[Referring expression data]
..............................

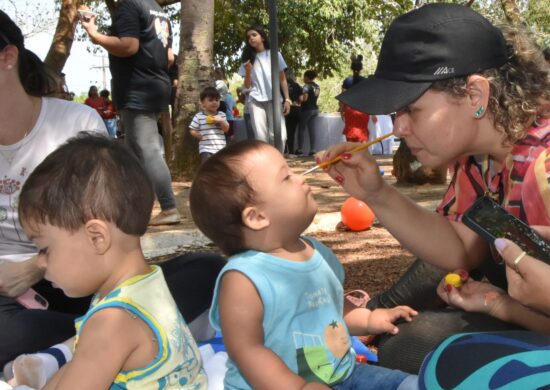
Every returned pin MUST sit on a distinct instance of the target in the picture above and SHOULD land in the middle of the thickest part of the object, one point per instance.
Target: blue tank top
(303, 314)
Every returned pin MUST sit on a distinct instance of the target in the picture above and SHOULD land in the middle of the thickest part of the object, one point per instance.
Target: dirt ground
(373, 259)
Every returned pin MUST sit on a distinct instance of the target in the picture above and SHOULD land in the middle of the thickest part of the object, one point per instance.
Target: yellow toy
(453, 280)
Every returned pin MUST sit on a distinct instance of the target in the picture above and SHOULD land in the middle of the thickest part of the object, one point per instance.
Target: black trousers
(190, 278)
(434, 323)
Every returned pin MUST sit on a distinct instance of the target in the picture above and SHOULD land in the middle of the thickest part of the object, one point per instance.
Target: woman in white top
(256, 70)
(31, 126)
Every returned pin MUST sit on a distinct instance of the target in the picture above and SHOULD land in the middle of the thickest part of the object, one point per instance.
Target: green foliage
(313, 34)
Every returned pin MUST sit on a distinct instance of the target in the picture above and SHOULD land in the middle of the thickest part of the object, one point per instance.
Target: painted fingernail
(501, 244)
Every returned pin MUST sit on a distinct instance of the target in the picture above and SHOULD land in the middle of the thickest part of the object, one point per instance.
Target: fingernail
(501, 244)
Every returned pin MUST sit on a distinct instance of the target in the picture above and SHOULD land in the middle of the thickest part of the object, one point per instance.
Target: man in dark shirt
(140, 52)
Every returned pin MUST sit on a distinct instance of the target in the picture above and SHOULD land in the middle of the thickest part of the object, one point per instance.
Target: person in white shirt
(256, 70)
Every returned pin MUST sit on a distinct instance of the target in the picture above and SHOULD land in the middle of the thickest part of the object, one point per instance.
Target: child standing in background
(280, 301)
(209, 125)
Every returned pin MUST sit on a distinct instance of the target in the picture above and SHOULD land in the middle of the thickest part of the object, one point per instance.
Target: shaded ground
(373, 259)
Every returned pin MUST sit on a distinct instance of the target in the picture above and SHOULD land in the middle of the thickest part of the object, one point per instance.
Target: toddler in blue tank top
(279, 302)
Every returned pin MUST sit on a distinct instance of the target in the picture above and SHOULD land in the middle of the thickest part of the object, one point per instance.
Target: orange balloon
(356, 215)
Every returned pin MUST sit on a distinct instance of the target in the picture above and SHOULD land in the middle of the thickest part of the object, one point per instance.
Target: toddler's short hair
(220, 192)
(90, 176)
(310, 74)
(210, 92)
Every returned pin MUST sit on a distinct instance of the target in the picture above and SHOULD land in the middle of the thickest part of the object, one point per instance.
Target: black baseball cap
(435, 42)
(10, 34)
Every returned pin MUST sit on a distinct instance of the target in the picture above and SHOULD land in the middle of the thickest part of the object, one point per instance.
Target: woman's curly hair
(519, 90)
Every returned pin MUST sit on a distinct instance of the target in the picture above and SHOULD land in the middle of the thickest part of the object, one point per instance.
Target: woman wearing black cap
(469, 96)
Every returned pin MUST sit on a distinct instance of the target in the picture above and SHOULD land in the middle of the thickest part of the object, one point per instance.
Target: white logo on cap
(444, 70)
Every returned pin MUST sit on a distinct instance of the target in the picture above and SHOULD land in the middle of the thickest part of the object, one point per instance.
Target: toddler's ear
(99, 235)
(254, 219)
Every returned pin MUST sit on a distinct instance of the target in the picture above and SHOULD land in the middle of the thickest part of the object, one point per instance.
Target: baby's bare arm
(110, 339)
(241, 314)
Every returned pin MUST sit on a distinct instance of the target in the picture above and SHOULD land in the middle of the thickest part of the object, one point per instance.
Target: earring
(479, 112)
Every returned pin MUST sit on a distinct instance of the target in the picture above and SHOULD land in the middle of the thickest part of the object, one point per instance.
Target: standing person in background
(293, 117)
(227, 98)
(209, 125)
(256, 70)
(242, 97)
(309, 111)
(140, 53)
(95, 101)
(356, 123)
(109, 113)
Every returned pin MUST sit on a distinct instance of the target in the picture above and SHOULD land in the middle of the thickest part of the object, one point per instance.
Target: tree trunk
(64, 35)
(511, 11)
(195, 64)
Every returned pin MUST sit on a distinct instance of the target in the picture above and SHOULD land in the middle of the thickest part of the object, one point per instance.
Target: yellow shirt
(178, 363)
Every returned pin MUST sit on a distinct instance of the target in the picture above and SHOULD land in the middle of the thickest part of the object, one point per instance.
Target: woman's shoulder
(72, 115)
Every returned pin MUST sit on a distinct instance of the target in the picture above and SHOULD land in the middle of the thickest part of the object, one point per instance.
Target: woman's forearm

..............................

** Task statement **
Please transcribe each entry exactly, but skip any picture it holds.

** Answer space **
Every returned pin MUST sit on a distinct instance of the target in the picture above and SHOULD land in the middle of the thickest part of the object, one point per instance.
Target: blue tank top
(303, 314)
Every returned pin MUST sit on a distinct instance of the target in the picture above and SHOULD land in the middle of the thickest part of the object, one point per instance.
Target: dirt ground
(373, 259)
Every returned pin MUST sit on a distinct instance of the target in the picture above and SHOULD land in the middle of the thickest part of the object, one point per instance.
Target: yellow toy
(453, 280)
Every returned pin MUST sit on a distinct instance of the target in the picture above and SHOULD land in the middle of the thickest part of the object, one point per instance.
Target: black trousers
(190, 278)
(434, 323)
Every returned pin MUST sit on a distinct instance of the target in the picture above and SHOULD land in the middle of the thickest part of the object, one point per instance.
Target: woman in white top
(256, 70)
(31, 126)
Every returned pin MUST sit on a distinct instance of the target in the picture above and SHOULD land in the middle of the thickest part of the object, one point per instance.
Target: green foliage
(313, 34)
Every returned pin MUST sit on a distinct instance of the target in the picture above and SHOULD land in the middle of the thickest part of the object, one point per instance.
Target: painted fingernail
(501, 244)
Every returned pin MUST sit on a distinct instance of the target in the picture above and SHOULD land in the middle of the thickest part of the object, one point per instance.
Target: fingernail
(501, 244)
Every returned pin MUST sit on a distinct instance of the target in the picture above and SHOULD land in the middle of the thickest part of the object, one point per instance.
Target: man in dark shirt
(140, 52)
Every returned pin MUST sit on a distinct instance of the target in the picture above and SHOULD land in the middle of the thickest part of the object, one point per instance.
Target: person in white shirt
(256, 70)
Every returned pin MUST sit on a distinct instance of the target in the picture above and SHOULD land in the middle of the thickest part of the object, one point per instance.
Target: child standing in background
(280, 301)
(209, 125)
Every returned pin MUST sit on a distinct instance of the target in the picture above and SHOULD land in the middle of the thickest part of the object, one point per instance.
Target: shaded ground
(373, 259)
Every returned pin MUST sit on a distinct instance of the target in the picture above and SHOULD land in the middle of the thickest part of the object, one point per instance.
Target: toddler in blue tank top
(279, 302)
Every returned pin MUST sit on a distinct instance of the target in the picture above and SHOULD land in the middle of the thickest part of the object, one point per instance.
Target: orange balloon
(356, 215)
Every returned pin MUST sit on a distinct instance of the target in the picture above and SHOULD land in the middle of the thickest part of the object, one point per instance.
Target: toddler's short hair
(220, 192)
(90, 176)
(310, 74)
(210, 92)
Every returned pin MUST sit on a distinct instance of the target in the picture above and SHOULD land in the middle of the thickest part of the object, one point per instance.
Target: black baseball cap
(435, 42)
(10, 34)
Every returned pin MUST sit on a distinct instance of the target in the picture above and SHOULD land in the middle of the thickest part of the object, one point per instance.
Target: woman's curly hair
(519, 90)
Every returned pin MUST sit on a distinct instance of the target in the picture above and SHOULD land in the middle of the thickest part of the object, one point per instance.
Target: woman wearing black cap
(469, 96)
Every returned pin MUST sit on a distinct instance of the target in the picture above and SHOULD land in the middle of the thickest part of the object, one point per instance.
Target: white logo on cap
(444, 70)
Every returned pin MUST sit on a distinct instance of the target in the picture above and SHOULD land in the middle of the thickest part of the object, one point per instance.
Target: toddler's ear
(99, 235)
(254, 219)
Every returned pin MUST sit on a distinct instance of the target in the picture above and SHOULD land in the middle of the thickest part of the object, one point per instance.
Target: baby's bare arm
(110, 339)
(241, 314)
Every returned pin MUST sit on a distinct instance of the target in the picture above and SHOULD land in the middle of the thickest part of the object, one point per instance.
Target: earring
(479, 112)
Every returned pin MUST sit on a distinct instance of the target in the picture above and SHOULD land in the middle of the thickest part of the object, one point per instance.
Target: standing person in background
(293, 117)
(227, 98)
(209, 125)
(256, 70)
(242, 97)
(309, 111)
(140, 53)
(95, 101)
(356, 123)
(109, 113)
Every returned pin MUST sit on a distinct instance of the target in the picture above and SHOULD land in the middle of the thickest part of the object, one point per instance.
Target: tree trunk
(64, 35)
(511, 11)
(195, 64)
Every returned pin MUST sit on a distinct instance of the target in the picture above and SHOULD land in the middle of the thickest part of the object, one point per instance.
Target: yellow shirt
(178, 363)
Every returned pin MUST sit on a distinct instance of the target in the picture above and SHOULD land in the middle of the thickest part of the object, one point per instance.
Target: woman's shoulder
(72, 115)
Every returned pin MUST sit on a distinct instance of the target in the picture above and SHOULD land in the middle of the thickest part of the object, one point per instance.
Target: woman's forearm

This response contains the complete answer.